** Extract follows **

We found a modest but significant correlation between FENO and sputum eosinophil count (r = 0.37, p < 0.001) and between FENO and blood eosinophils (r = 0.29, p < 0.0001). By constructing an ROC curve, we found that the best cutoff of FENO was 28 ppb to identify sputum eosinophil counts ≥3% in severe asthmatics.

We assessed the proportion of patients exhibiting concordant and discordant blood and sputum eosinophilia. Blood eosinophilia ≥400/mm³ [24] and sputum eosinophil count ≥3% was found in 23% of the patients while exhibiting elevated sputum eosinophil count without increased blood eosinophil count was found in 35%. Normal blood and sputum eosinophil count was common (38%) while isolated elevation of blood eosinophil count was rare (4%). If we chose the threshold value of ≥300/mm³ as recommended by some authors [21], diffuse eosinophilic inflammation was found in 36% of the patients, isolated sputum eosinophilic inflammation was found in 24%, Normal blood and sputum eosinophil count was common (33%) while isolated blood eosinophilia was rare (7%).

Asthma control and quality of life

Asthma was uncontrolled in 77% of severe asthmatics as defined by ACQ score >1.5 and in 83% as defined by ACT <20.

We found however that 8% had well-controlled severe asthma (ACQ <0.75) and that 71% of those patients were women with a high proportion being employed (65%). None of these patients were current smokers (88% nonsmokers, 12% former smokers). BMI was slightly lower (24 kg/m2) than in the general SA population and atopy was more frequent (77%). Quality of life assessed by AQLQ was also better in this sub-population. They had a better lung function (FEV1 mean: 92% ± 1.2, FEV1/FVC: 70 ± 0.9) and fewer signs of air trapping (RV: 120 ± 2.5, FRC: 113 ± 2). Only 12% were treated with oral corticosteroids. They exhibited lower FENO levels (17 (5–76)) and lower blood eosinophil counts (120 (0–1200)).

Characteristics of smoking versus nonsmoking severe asthmatics

Current smokers with SA had poorer asthma control assessed by ACQ and ACT as compared to ex- or never smoking SA. Smoking severe asthmatics had more frequent unscheduled health care visits than exsmokers or never smokers with SA and exhibited lower levels of blood eosinophils (Table 3).

Table 3 Comparison of characteristics of smoking versus nonsmoking severe asthmatics.

Nonsmoking SA
(including ex-smokers)
Smoking SA
n 308 40
BMI 26.1 24.7
ACQ 2.32 (0–5.86) 3.57 (1.29–5.71)**
ACT 13 (5–25) 11 (5–24)*
AQLQ 4.16 (1.2–7) 3.37 (1.5–6.45)*
Emergency visits 1 ± 0.64 2.17 ± 0.65*
Rescue courses of oral CS 1.89/patient/yr 1.81/patient/yr
FEV1, % pred 68 ± 21 63 ± 18
Sputum eosinophils 5.5 (0–79) (n = 66) 7 (0–92) (n = 20)
Sputum neutrophils 52 (0–99) (n = 66) 47 (0–97) (n = 20)
Blood eosinophils 280 (0–3144) 167 (0–1677)*

*p < 0.05, **p < 0.01.

** End of Extract **

» Activity 1:
From the severe asthma extract, list every measure in Table 3 marked as significantly different between smoking and nonsmoking severe asthmatics, with the significance level given for each.
» Activity 2:
Carry on the severe asthma extract from the point where it stops.

** Supplied records follows **

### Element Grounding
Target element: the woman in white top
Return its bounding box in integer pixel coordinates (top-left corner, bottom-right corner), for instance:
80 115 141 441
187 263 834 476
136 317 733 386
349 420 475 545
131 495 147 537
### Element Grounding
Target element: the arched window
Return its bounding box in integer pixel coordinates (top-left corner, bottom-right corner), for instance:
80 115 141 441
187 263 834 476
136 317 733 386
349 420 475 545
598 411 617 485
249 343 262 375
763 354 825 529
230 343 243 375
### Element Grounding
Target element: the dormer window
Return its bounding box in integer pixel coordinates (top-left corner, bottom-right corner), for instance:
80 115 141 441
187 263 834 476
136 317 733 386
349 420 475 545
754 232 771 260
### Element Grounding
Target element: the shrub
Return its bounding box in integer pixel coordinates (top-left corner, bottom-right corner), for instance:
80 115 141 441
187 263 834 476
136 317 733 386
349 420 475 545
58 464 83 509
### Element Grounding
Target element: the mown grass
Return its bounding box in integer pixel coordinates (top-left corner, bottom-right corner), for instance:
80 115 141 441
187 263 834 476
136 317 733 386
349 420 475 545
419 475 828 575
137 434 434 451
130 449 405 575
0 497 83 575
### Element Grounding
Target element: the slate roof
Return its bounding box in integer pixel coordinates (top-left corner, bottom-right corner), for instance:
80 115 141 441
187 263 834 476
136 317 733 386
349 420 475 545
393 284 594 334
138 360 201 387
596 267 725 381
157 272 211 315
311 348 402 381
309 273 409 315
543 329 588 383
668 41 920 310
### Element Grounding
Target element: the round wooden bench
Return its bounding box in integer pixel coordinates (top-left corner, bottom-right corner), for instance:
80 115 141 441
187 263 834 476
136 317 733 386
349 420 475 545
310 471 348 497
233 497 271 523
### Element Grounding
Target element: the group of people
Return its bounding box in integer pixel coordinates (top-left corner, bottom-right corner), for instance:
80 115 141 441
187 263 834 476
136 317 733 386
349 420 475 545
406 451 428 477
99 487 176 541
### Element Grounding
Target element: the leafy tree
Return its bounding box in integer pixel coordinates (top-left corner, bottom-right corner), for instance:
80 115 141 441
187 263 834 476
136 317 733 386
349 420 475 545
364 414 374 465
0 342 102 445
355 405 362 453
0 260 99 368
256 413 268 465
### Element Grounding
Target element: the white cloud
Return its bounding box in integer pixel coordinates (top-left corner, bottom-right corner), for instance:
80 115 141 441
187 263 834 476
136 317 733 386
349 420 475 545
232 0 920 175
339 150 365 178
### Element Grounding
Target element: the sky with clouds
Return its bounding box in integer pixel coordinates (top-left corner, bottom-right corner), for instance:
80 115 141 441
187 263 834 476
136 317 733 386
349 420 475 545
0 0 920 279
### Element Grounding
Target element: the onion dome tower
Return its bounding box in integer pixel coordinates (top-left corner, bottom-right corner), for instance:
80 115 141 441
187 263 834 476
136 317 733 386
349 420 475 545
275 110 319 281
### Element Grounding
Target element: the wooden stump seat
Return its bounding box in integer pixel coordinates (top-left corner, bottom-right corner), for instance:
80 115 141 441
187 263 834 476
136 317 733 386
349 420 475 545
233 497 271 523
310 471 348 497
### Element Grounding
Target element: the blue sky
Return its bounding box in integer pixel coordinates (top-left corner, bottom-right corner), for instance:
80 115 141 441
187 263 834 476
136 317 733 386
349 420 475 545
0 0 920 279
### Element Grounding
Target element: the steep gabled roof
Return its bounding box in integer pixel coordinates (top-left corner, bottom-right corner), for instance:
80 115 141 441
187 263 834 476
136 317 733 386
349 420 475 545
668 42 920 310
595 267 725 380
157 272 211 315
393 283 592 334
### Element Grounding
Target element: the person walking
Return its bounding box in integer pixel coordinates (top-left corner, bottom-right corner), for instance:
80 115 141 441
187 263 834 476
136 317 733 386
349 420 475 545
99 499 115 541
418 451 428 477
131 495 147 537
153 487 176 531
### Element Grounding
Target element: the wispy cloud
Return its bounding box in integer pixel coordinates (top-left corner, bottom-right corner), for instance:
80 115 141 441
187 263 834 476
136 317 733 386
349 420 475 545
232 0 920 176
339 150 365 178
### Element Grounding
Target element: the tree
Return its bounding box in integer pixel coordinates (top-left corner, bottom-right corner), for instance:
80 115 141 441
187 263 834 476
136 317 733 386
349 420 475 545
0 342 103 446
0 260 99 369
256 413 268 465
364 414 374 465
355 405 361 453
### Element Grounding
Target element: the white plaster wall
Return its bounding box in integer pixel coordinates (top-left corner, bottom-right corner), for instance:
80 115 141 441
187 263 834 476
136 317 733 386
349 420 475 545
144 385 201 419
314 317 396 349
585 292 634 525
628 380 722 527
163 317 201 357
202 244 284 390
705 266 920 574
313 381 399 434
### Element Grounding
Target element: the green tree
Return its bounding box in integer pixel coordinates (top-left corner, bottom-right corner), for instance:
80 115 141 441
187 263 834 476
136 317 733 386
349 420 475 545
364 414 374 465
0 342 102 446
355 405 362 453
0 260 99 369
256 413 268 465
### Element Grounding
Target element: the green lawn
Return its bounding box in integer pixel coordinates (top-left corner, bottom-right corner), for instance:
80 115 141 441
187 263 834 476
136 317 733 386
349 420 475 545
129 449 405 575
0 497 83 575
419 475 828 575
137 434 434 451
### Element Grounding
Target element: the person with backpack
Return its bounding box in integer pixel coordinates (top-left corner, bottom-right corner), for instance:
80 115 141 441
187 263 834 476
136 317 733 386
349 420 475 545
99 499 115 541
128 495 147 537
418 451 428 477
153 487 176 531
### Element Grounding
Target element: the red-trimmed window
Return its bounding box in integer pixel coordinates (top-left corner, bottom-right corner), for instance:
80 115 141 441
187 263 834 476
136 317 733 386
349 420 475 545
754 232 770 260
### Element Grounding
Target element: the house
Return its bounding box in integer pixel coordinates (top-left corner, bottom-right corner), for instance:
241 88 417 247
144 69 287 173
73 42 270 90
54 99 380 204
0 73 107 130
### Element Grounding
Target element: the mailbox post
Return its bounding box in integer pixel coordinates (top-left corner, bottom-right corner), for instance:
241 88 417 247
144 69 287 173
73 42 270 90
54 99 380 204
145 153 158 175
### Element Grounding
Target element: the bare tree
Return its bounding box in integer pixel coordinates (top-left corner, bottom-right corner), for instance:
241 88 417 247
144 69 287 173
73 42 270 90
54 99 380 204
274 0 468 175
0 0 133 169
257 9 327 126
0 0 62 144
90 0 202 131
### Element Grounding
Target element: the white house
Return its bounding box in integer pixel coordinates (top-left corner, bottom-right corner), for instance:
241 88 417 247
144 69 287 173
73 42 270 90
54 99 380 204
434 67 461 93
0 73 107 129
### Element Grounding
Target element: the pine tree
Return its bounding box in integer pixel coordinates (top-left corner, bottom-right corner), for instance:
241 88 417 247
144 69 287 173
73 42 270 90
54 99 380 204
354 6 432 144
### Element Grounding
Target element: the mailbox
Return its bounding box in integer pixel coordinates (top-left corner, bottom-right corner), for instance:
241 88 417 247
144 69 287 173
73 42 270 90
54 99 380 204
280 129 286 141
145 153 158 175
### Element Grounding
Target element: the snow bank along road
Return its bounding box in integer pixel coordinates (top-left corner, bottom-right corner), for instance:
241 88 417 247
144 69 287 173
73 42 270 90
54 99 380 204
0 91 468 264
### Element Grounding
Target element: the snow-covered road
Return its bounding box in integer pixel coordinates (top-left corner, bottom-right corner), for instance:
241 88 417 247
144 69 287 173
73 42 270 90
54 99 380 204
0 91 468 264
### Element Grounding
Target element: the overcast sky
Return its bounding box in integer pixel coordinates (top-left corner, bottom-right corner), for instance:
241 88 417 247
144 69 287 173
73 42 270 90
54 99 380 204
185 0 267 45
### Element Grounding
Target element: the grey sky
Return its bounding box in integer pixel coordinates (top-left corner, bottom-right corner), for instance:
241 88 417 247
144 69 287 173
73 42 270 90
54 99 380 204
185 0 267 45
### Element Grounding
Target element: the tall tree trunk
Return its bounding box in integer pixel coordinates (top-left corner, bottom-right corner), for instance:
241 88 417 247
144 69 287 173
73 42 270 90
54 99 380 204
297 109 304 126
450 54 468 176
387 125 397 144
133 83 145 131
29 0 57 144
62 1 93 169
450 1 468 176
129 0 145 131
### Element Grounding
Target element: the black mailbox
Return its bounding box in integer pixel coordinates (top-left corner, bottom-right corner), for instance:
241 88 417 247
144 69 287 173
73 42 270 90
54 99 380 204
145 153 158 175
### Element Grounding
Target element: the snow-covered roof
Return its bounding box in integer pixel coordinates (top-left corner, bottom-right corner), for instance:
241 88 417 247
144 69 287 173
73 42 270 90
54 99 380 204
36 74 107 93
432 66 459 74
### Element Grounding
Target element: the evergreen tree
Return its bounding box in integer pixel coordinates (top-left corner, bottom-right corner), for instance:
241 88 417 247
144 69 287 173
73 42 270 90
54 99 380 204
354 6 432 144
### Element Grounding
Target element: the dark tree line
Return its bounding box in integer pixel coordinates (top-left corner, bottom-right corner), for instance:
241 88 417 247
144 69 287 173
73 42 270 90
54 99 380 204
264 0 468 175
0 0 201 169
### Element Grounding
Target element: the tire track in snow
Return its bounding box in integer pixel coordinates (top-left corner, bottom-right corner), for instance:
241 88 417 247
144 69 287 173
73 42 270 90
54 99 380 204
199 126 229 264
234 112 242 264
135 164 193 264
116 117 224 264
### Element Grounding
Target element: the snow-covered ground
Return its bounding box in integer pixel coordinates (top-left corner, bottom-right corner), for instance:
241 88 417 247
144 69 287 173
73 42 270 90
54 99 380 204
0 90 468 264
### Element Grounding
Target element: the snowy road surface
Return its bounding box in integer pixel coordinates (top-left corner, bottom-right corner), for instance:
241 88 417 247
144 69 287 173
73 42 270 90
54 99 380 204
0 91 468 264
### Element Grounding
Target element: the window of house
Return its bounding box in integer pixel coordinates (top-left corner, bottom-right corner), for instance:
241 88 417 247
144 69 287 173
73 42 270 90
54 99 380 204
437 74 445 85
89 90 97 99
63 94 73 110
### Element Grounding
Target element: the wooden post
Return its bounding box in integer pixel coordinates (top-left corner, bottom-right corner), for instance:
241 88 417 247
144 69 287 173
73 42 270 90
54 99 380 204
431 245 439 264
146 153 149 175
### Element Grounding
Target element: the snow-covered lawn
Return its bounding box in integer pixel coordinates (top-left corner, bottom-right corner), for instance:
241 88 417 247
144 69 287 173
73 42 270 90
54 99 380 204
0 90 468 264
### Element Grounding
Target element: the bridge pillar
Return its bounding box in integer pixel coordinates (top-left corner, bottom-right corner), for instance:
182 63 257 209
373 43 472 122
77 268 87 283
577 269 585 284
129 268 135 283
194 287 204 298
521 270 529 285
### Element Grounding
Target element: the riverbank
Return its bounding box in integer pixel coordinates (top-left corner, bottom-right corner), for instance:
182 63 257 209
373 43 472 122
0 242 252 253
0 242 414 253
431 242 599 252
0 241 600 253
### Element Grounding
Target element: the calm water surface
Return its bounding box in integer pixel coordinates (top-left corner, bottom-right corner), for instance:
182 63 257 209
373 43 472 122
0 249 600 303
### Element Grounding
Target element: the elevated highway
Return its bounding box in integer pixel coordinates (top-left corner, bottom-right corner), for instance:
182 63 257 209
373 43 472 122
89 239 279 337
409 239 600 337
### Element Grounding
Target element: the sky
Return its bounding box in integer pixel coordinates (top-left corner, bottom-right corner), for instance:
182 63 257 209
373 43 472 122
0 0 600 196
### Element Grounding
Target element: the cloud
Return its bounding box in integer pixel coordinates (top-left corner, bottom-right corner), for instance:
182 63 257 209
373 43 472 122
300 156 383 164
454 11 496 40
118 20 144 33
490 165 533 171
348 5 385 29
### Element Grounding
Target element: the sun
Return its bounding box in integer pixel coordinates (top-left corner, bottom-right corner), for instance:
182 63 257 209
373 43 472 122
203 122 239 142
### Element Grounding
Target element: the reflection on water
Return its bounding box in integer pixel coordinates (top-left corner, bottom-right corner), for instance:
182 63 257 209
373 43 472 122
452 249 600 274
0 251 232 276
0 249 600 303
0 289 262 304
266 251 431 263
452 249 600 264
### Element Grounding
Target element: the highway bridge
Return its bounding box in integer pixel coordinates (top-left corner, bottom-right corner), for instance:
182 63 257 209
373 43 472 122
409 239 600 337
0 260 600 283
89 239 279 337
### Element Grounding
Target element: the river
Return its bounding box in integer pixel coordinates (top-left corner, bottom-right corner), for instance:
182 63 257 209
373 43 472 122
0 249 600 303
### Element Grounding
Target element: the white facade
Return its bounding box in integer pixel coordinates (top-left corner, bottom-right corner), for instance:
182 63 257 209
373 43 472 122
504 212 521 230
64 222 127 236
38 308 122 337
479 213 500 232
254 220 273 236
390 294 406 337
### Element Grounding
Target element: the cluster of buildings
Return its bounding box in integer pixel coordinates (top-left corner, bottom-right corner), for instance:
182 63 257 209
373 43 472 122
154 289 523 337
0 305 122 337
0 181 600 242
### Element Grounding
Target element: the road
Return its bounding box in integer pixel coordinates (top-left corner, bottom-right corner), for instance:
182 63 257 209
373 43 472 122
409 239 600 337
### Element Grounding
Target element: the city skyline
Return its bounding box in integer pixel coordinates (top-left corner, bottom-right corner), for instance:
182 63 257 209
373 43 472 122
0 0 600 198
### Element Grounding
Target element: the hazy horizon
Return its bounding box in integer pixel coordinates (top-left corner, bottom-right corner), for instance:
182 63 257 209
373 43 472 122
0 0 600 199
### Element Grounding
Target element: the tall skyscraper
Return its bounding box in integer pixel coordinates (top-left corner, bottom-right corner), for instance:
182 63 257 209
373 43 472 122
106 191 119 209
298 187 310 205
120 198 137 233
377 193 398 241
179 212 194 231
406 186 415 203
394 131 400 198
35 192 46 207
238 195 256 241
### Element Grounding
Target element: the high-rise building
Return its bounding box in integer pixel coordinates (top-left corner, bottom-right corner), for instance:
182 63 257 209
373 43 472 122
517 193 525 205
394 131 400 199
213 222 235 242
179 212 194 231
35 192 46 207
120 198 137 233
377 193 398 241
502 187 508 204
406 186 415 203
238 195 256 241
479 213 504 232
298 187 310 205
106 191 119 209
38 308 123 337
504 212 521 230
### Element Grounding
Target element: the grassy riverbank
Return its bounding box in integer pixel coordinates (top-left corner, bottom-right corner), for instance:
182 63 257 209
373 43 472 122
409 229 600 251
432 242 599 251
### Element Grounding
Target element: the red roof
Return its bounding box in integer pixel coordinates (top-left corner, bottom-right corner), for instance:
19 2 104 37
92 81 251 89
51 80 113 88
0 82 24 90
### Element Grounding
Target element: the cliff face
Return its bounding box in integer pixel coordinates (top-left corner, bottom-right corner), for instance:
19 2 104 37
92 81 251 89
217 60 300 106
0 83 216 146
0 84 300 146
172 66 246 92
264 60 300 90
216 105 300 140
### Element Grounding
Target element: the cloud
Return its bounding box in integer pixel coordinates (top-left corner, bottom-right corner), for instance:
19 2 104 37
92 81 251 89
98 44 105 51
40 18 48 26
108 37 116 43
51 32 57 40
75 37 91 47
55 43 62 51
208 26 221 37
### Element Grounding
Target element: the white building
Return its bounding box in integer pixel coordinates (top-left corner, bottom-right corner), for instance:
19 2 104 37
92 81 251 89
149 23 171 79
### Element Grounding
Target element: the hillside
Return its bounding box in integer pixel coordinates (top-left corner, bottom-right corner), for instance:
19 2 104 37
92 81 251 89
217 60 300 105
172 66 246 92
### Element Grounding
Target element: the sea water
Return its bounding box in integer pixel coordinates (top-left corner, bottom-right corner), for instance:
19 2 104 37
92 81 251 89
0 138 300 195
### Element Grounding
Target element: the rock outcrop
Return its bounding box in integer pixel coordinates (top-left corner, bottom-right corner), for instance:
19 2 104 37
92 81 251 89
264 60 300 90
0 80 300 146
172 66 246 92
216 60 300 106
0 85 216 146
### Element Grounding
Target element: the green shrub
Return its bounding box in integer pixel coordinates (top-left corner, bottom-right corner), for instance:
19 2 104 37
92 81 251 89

** End of Supplied records **

» Written response 1:
- ACQ: p < 0.01
- ACT: p < 0.05
- AQLQ: p < 0.05
- Emergency visits: p < 0.05
- Blood eosinophils: p < 0.05

» Written response 2:
Relationship between lung function, inflammation, asthma control and quality of life

Average AQLQ was 4.14 (1.2–7). We found a positive correlation between FEV1 and AQLQ (r = 0.21, p < 0.0001) and an inverse correlation between FEV1 and ACQ (r = −0.49, p < 0.0001). We did not find any significant correlation between blood eosinophils or sputum eosinophil count and AQLQ (r = −0.01, p = 0.8; r = −0.06, p = 0.58 respectively) or between blood eosinophils or sputum eosinophils and ACQ (r = −0.02, p = 0.8; r = 0.06, p = 0.57). We did not find any significant correlation between BMI and ACQ or AQLQ.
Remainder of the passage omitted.